> Instruction:
Return the lines of the records below verbatim, from the line containing "of the mountain" through the final line of the records, both included.

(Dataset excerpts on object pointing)
[Begin]

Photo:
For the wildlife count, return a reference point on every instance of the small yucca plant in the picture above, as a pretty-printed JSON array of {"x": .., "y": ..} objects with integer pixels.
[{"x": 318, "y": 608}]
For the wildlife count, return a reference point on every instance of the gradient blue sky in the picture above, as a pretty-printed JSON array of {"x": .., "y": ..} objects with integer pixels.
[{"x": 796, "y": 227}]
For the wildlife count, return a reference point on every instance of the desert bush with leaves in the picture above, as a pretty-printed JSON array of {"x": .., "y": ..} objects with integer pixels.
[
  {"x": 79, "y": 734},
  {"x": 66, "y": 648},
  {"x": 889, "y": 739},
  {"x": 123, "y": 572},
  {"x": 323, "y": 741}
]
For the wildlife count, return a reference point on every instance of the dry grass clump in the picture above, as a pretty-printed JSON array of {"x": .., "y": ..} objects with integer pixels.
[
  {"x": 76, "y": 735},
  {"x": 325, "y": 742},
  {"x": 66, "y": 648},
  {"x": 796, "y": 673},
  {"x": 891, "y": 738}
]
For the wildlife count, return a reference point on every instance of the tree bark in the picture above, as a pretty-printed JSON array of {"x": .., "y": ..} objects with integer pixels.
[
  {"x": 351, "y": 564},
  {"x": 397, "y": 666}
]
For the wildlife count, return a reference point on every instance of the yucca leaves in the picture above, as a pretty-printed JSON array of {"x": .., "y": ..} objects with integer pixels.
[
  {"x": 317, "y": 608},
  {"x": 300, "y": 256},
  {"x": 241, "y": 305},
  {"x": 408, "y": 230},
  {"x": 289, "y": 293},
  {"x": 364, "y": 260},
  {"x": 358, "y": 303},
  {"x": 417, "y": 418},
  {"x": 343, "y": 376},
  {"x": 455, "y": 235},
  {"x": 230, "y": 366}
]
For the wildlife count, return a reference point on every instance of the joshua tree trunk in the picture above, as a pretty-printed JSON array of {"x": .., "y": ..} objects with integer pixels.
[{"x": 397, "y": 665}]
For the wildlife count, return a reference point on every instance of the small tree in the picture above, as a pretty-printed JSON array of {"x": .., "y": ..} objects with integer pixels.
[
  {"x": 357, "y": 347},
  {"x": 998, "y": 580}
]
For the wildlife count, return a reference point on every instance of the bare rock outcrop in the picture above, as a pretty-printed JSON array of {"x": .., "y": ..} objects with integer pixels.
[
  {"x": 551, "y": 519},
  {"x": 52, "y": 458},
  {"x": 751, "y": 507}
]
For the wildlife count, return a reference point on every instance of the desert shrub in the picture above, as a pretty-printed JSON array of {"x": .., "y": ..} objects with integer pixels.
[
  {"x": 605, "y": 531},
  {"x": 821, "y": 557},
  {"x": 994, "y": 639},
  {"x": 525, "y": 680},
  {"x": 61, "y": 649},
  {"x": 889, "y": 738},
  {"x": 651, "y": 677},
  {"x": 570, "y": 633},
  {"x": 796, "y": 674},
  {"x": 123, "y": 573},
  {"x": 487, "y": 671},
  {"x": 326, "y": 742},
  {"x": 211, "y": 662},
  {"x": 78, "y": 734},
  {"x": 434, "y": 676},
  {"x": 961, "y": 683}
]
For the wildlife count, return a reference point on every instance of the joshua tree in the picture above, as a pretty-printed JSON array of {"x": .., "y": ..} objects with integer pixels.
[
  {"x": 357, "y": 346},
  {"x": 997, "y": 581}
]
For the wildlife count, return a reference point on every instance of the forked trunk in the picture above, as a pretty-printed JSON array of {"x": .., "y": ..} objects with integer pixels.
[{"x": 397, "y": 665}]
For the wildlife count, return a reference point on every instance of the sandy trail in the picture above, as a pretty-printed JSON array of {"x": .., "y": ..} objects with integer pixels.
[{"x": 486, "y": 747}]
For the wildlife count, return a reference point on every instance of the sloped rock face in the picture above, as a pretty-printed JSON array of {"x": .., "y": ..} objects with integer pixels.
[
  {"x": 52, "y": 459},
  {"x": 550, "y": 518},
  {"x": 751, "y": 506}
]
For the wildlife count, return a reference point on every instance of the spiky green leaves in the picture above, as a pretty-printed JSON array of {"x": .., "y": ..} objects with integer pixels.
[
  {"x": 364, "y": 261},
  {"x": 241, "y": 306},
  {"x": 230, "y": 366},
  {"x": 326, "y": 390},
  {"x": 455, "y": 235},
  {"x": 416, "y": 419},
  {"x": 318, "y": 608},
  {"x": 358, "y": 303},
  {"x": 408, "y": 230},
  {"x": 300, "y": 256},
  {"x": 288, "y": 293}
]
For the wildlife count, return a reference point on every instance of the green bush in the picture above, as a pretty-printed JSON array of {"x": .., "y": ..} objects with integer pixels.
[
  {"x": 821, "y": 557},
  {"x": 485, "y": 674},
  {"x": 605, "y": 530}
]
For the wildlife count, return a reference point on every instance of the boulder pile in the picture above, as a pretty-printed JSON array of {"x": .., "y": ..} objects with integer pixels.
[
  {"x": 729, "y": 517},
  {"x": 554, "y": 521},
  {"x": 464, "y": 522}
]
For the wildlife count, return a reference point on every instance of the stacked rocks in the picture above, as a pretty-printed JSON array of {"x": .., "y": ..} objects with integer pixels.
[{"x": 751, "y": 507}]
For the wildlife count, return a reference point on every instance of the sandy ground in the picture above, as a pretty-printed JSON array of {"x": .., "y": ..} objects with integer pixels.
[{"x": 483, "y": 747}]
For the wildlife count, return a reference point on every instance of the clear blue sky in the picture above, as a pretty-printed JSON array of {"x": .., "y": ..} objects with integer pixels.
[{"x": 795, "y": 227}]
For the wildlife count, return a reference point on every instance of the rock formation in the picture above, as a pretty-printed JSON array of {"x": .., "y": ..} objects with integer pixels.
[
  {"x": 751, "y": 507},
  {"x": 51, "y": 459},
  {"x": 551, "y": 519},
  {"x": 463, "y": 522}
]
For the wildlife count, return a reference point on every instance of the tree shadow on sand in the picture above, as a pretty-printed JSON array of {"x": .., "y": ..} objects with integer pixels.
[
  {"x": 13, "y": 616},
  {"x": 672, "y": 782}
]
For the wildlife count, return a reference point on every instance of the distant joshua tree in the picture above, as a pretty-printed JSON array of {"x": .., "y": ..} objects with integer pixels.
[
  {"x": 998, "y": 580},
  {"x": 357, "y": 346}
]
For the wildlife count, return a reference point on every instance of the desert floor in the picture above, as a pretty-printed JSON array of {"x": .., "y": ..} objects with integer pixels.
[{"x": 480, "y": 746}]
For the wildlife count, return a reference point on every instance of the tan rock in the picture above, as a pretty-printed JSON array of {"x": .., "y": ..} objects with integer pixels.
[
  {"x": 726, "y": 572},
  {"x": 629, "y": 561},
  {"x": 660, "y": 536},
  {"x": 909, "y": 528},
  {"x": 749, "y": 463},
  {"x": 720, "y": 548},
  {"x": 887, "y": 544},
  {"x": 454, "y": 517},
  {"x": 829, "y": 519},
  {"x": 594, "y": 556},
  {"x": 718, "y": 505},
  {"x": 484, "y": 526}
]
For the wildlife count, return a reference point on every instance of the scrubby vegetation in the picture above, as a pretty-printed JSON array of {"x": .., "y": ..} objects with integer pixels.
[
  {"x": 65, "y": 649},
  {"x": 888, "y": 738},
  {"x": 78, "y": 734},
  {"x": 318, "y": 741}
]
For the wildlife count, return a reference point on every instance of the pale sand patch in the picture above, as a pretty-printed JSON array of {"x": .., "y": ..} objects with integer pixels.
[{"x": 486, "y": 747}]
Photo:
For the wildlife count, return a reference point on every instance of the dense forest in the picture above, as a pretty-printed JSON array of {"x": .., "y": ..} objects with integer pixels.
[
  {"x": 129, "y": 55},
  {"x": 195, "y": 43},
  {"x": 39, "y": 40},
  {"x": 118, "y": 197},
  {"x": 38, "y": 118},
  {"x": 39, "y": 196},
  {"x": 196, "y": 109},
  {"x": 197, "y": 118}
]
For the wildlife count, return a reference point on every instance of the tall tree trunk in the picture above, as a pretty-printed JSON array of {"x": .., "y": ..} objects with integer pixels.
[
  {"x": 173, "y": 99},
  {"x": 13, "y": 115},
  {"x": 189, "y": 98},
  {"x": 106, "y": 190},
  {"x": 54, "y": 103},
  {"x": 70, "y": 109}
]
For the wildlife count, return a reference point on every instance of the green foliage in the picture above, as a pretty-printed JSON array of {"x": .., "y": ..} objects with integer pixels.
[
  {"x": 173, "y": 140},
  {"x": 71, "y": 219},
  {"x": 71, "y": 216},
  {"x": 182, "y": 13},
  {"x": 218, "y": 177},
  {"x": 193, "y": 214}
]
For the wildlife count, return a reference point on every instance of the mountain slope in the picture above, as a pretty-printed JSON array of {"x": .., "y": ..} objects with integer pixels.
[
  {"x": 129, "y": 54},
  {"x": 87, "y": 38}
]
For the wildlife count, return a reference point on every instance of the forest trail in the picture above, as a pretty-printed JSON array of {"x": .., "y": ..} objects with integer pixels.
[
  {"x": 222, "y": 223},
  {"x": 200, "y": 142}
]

[End]

> Answer to the task:
For the wildlife count, return a reference point on every instance of the mountain slope in the picture above, as a pretty-printed JSON array of {"x": .., "y": ..} objects with integer pixels.
[
  {"x": 129, "y": 54},
  {"x": 87, "y": 38}
]
For the wildlife count, return a reference point on every instance of the forest trail in the picture above, as a pretty-printed JSON array of {"x": .., "y": ..} objects with integer pixels.
[
  {"x": 222, "y": 223},
  {"x": 200, "y": 142}
]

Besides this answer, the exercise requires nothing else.